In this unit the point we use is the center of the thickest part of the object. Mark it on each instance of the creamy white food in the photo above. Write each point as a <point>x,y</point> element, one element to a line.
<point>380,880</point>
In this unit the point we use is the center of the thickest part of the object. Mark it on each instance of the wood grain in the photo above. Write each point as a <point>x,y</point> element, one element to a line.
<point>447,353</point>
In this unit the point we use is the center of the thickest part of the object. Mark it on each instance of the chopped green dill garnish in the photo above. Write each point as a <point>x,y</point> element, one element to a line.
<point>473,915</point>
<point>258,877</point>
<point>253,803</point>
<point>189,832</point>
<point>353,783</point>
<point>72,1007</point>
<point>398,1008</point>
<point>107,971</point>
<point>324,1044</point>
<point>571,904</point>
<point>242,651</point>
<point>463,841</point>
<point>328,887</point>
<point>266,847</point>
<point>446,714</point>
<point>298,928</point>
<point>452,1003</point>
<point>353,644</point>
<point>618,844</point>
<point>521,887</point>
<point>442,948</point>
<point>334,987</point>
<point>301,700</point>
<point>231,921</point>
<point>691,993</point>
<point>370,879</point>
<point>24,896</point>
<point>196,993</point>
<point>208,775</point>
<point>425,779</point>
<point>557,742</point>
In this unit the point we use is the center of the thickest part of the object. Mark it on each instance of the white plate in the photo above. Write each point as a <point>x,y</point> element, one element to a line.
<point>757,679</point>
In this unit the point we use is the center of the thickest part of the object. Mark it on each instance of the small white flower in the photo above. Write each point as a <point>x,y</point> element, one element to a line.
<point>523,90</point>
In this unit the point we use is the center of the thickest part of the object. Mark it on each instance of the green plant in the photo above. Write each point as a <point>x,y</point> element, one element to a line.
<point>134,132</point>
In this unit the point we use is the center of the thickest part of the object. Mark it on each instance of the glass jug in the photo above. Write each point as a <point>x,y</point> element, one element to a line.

== == ==

=== Aim of the exercise ===
Rewrite all the material above as a numbered list, and skip any blank lines.

=== Answer below ===
1. In this unit the point we use is the center of the thickest part of the object. Mark it on each instance of the creamy white food in the photo above. Write each point as a <point>x,y</point> element, one element to a line.
2. <point>380,880</point>
3. In this unit the point we use is the center of the thickest part of the object. Mark it on each instance of the wood grain in the photo above. Write each point as a <point>x,y</point> element, one element to a line.
4. <point>447,353</point>
5. In this unit the point we use is the center of the thickest part of the object. Mark it on each instance of the chopped green dill garnish in the photo above. Write each point as a <point>x,y</point> element, one element to a line.
6. <point>473,915</point>
7. <point>258,877</point>
8. <point>253,803</point>
9. <point>189,832</point>
10. <point>353,783</point>
11. <point>72,1007</point>
12. <point>398,1008</point>
13. <point>107,971</point>
14. <point>324,1044</point>
15. <point>571,904</point>
16. <point>242,651</point>
17. <point>463,841</point>
18. <point>328,887</point>
19. <point>266,847</point>
20. <point>446,714</point>
21. <point>298,928</point>
22. <point>452,1003</point>
23. <point>353,644</point>
24. <point>618,844</point>
25. <point>521,887</point>
26. <point>442,948</point>
27. <point>334,987</point>
28. <point>301,700</point>
29. <point>231,921</point>
30. <point>691,993</point>
31. <point>370,879</point>
32. <point>24,896</point>
33. <point>196,993</point>
34. <point>208,775</point>
35. <point>425,779</point>
36. <point>557,742</point>
37. In this unit the point we use is the center of the thickest part of the object. Mark it on each instance of the white plate in the photo above. Write each point as a <point>x,y</point> element, one element to a line.
38. <point>757,679</point>
39. In this unit the point we use is the center of the thickest part of the object. Mark it on each instance of the small white flower in the photo above. Write each point as a <point>x,y</point> element, one element to a line.
40. <point>523,90</point>
41. In this unit the point we use is the center of the thickest part of the object. Mark it on each instance of the green plant in the photo above. Write each point as a <point>x,y</point> element, one element to a line.
42. <point>134,132</point>
43. In this unit the point we use is the center of the thickest part of the object. Mark it on each instance of the glass jug in the photo above. Write each point as a <point>x,y</point> element, one element to a line.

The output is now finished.